## WHAT YOU HAVE TO DO
Each line of the listing below must be retyped exactly, with images left out.

******************************

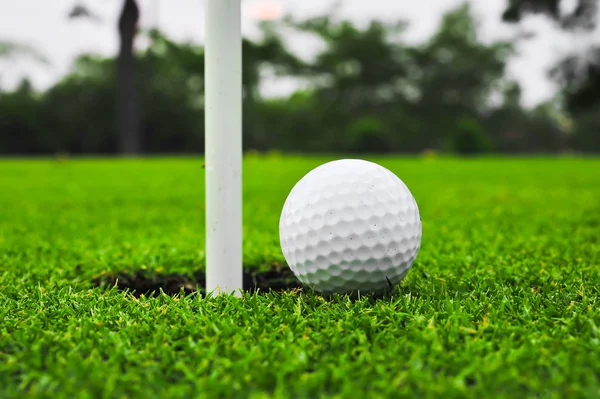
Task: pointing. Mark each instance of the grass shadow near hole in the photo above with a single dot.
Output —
(149, 283)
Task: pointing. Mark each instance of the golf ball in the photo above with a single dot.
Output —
(350, 225)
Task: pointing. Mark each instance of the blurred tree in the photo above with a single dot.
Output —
(582, 15)
(359, 79)
(455, 75)
(12, 51)
(128, 103)
(578, 74)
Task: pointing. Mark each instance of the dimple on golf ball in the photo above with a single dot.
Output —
(350, 225)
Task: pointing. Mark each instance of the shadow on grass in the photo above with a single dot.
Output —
(148, 283)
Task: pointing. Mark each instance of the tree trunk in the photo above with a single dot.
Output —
(128, 107)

******************************

## WRITTEN REPLY
Task: pointing. Mark each instance of the grass shadow near hole in the photo above with a single dot.
Output —
(149, 283)
Task: pointing. Mark each instance of the golf ball in the photo above with a single dot.
Output —
(350, 225)
Task: pointing. Mark each instance of the blurred tree in the photo above with a single dot.
Output —
(582, 15)
(359, 79)
(455, 75)
(12, 51)
(128, 103)
(578, 74)
Task: pointing. Mark each instance of the dimple on golf ball in the photo above with a single dot.
Output —
(350, 225)
Task: pointing. Mark each instance of the shadow on grass in the photo above with a single dot.
Output —
(148, 283)
Task: pointing. Mark each instance of the tree trunk in the photo above with a single dot.
Output —
(128, 107)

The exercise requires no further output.